Please print all of the data below word for word, leaving the pictures out.

=== Data records ===

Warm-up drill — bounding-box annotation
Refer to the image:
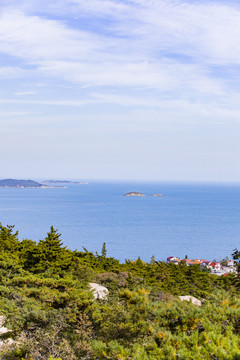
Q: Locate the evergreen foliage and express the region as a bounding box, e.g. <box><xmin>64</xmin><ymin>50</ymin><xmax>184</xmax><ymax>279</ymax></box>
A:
<box><xmin>0</xmin><ymin>225</ymin><xmax>240</xmax><ymax>360</ymax></box>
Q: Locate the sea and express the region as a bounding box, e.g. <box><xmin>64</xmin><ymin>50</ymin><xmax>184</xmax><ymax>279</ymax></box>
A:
<box><xmin>0</xmin><ymin>181</ymin><xmax>240</xmax><ymax>262</ymax></box>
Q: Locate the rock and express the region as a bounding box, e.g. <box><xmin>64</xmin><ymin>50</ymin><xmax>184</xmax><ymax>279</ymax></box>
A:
<box><xmin>89</xmin><ymin>283</ymin><xmax>109</xmax><ymax>300</ymax></box>
<box><xmin>179</xmin><ymin>295</ymin><xmax>202</xmax><ymax>306</ymax></box>
<box><xmin>0</xmin><ymin>316</ymin><xmax>15</xmax><ymax>351</ymax></box>
<box><xmin>124</xmin><ymin>191</ymin><xmax>146</xmax><ymax>196</ymax></box>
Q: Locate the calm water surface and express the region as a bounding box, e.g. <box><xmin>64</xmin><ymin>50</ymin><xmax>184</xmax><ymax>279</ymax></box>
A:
<box><xmin>0</xmin><ymin>183</ymin><xmax>240</xmax><ymax>261</ymax></box>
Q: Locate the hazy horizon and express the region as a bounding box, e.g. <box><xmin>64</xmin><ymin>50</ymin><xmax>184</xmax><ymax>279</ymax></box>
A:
<box><xmin>0</xmin><ymin>0</ymin><xmax>240</xmax><ymax>182</ymax></box>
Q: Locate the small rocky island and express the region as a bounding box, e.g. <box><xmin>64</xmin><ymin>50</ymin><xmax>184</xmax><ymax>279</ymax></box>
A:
<box><xmin>124</xmin><ymin>191</ymin><xmax>146</xmax><ymax>196</ymax></box>
<box><xmin>0</xmin><ymin>179</ymin><xmax>52</xmax><ymax>189</ymax></box>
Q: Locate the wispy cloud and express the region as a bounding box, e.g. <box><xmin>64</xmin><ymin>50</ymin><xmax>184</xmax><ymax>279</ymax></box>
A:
<box><xmin>15</xmin><ymin>91</ymin><xmax>36</xmax><ymax>96</ymax></box>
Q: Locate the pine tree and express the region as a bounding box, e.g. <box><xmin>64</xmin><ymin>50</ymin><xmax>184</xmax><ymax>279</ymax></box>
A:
<box><xmin>39</xmin><ymin>226</ymin><xmax>66</xmax><ymax>263</ymax></box>
<box><xmin>101</xmin><ymin>242</ymin><xmax>107</xmax><ymax>258</ymax></box>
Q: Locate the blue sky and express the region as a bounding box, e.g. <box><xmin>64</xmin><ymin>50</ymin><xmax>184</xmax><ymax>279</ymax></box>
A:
<box><xmin>0</xmin><ymin>0</ymin><xmax>240</xmax><ymax>181</ymax></box>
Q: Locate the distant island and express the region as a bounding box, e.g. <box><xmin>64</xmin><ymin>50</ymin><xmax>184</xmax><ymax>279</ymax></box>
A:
<box><xmin>124</xmin><ymin>191</ymin><xmax>146</xmax><ymax>196</ymax></box>
<box><xmin>0</xmin><ymin>179</ymin><xmax>51</xmax><ymax>189</ymax></box>
<box><xmin>43</xmin><ymin>180</ymin><xmax>88</xmax><ymax>185</ymax></box>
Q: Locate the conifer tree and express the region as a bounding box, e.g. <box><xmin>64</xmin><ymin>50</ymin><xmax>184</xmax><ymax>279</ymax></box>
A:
<box><xmin>39</xmin><ymin>226</ymin><xmax>66</xmax><ymax>262</ymax></box>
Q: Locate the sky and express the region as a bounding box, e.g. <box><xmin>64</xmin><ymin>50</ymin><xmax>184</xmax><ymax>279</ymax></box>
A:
<box><xmin>0</xmin><ymin>0</ymin><xmax>240</xmax><ymax>182</ymax></box>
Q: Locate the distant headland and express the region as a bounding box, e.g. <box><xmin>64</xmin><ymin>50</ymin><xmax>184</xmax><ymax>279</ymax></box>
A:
<box><xmin>43</xmin><ymin>180</ymin><xmax>88</xmax><ymax>185</ymax></box>
<box><xmin>124</xmin><ymin>191</ymin><xmax>165</xmax><ymax>197</ymax></box>
<box><xmin>0</xmin><ymin>179</ymin><xmax>52</xmax><ymax>189</ymax></box>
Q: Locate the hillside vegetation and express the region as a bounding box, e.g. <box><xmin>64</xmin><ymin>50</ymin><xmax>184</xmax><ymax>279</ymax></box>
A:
<box><xmin>0</xmin><ymin>225</ymin><xmax>240</xmax><ymax>360</ymax></box>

===

Response:
Warm-up drill — bounding-box annotation
Refer to the image:
Q: Locate the evergreen foliage and express the region as a bounding box, e.g. <box><xmin>64</xmin><ymin>50</ymin><xmax>184</xmax><ymax>279</ymax></box>
A:
<box><xmin>0</xmin><ymin>225</ymin><xmax>240</xmax><ymax>360</ymax></box>
Q: Locate the sea and express the region as a bounding box, e.g. <box><xmin>64</xmin><ymin>50</ymin><xmax>184</xmax><ymax>279</ymax></box>
A:
<box><xmin>0</xmin><ymin>181</ymin><xmax>240</xmax><ymax>262</ymax></box>
Q: Locate the rock and express the region as a bounding box, e.g. <box><xmin>64</xmin><ymin>50</ymin><xmax>184</xmax><ymax>279</ymax></box>
A:
<box><xmin>89</xmin><ymin>283</ymin><xmax>109</xmax><ymax>300</ymax></box>
<box><xmin>179</xmin><ymin>295</ymin><xmax>202</xmax><ymax>306</ymax></box>
<box><xmin>0</xmin><ymin>316</ymin><xmax>15</xmax><ymax>351</ymax></box>
<box><xmin>124</xmin><ymin>191</ymin><xmax>146</xmax><ymax>196</ymax></box>
Q: Locate the calm water surface and express the region as a bounding box, e.g. <box><xmin>64</xmin><ymin>50</ymin><xmax>184</xmax><ymax>279</ymax></box>
A:
<box><xmin>0</xmin><ymin>183</ymin><xmax>240</xmax><ymax>261</ymax></box>
Q: Locate the hazy horizon and express the region as a bounding box, e.g. <box><xmin>64</xmin><ymin>50</ymin><xmax>184</xmax><ymax>279</ymax></box>
A:
<box><xmin>0</xmin><ymin>0</ymin><xmax>240</xmax><ymax>182</ymax></box>
Q: Locate the small rocky island and express the region as a bounding box, e.g. <box><xmin>64</xmin><ymin>50</ymin><xmax>184</xmax><ymax>279</ymax></box>
A:
<box><xmin>124</xmin><ymin>191</ymin><xmax>146</xmax><ymax>196</ymax></box>
<box><xmin>0</xmin><ymin>179</ymin><xmax>52</xmax><ymax>189</ymax></box>
Q: Locate the wispy cloud and express the region as a bounding box, e.g. <box><xmin>64</xmin><ymin>50</ymin><xmax>184</xmax><ymax>279</ymax></box>
A:
<box><xmin>15</xmin><ymin>91</ymin><xmax>36</xmax><ymax>96</ymax></box>
Q: Locate the pine tree and express the region as a bounding box, e.g. <box><xmin>64</xmin><ymin>50</ymin><xmax>184</xmax><ymax>279</ymax></box>
A:
<box><xmin>39</xmin><ymin>226</ymin><xmax>66</xmax><ymax>263</ymax></box>
<box><xmin>101</xmin><ymin>242</ymin><xmax>107</xmax><ymax>258</ymax></box>
Q: Locate the blue sky and express the region as a bounding box, e.g. <box><xmin>64</xmin><ymin>50</ymin><xmax>184</xmax><ymax>279</ymax></box>
A:
<box><xmin>0</xmin><ymin>0</ymin><xmax>240</xmax><ymax>181</ymax></box>
Q: Locate the distant island and express the region as a bounding box, e.g. <box><xmin>64</xmin><ymin>50</ymin><xmax>184</xmax><ymax>279</ymax></box>
A:
<box><xmin>124</xmin><ymin>191</ymin><xmax>146</xmax><ymax>196</ymax></box>
<box><xmin>0</xmin><ymin>179</ymin><xmax>51</xmax><ymax>189</ymax></box>
<box><xmin>43</xmin><ymin>180</ymin><xmax>88</xmax><ymax>185</ymax></box>
Q: Locate the conifer tree and express the region as a bounding box, e.g. <box><xmin>64</xmin><ymin>50</ymin><xmax>184</xmax><ymax>279</ymax></box>
A:
<box><xmin>39</xmin><ymin>226</ymin><xmax>66</xmax><ymax>262</ymax></box>
Q: Locate the sky and express the region as a bounding box, e.g. <box><xmin>64</xmin><ymin>50</ymin><xmax>184</xmax><ymax>279</ymax></box>
A:
<box><xmin>0</xmin><ymin>0</ymin><xmax>240</xmax><ymax>182</ymax></box>
Q: Locate the distant headland and express the region as a bounding box, e.g. <box><xmin>64</xmin><ymin>50</ymin><xmax>184</xmax><ymax>279</ymax></box>
A:
<box><xmin>43</xmin><ymin>180</ymin><xmax>88</xmax><ymax>185</ymax></box>
<box><xmin>124</xmin><ymin>191</ymin><xmax>165</xmax><ymax>197</ymax></box>
<box><xmin>0</xmin><ymin>179</ymin><xmax>52</xmax><ymax>189</ymax></box>
Q: Locate the hillside vegetation and express the region as a bounding box, e.g. <box><xmin>64</xmin><ymin>50</ymin><xmax>184</xmax><ymax>279</ymax></box>
A:
<box><xmin>0</xmin><ymin>225</ymin><xmax>240</xmax><ymax>360</ymax></box>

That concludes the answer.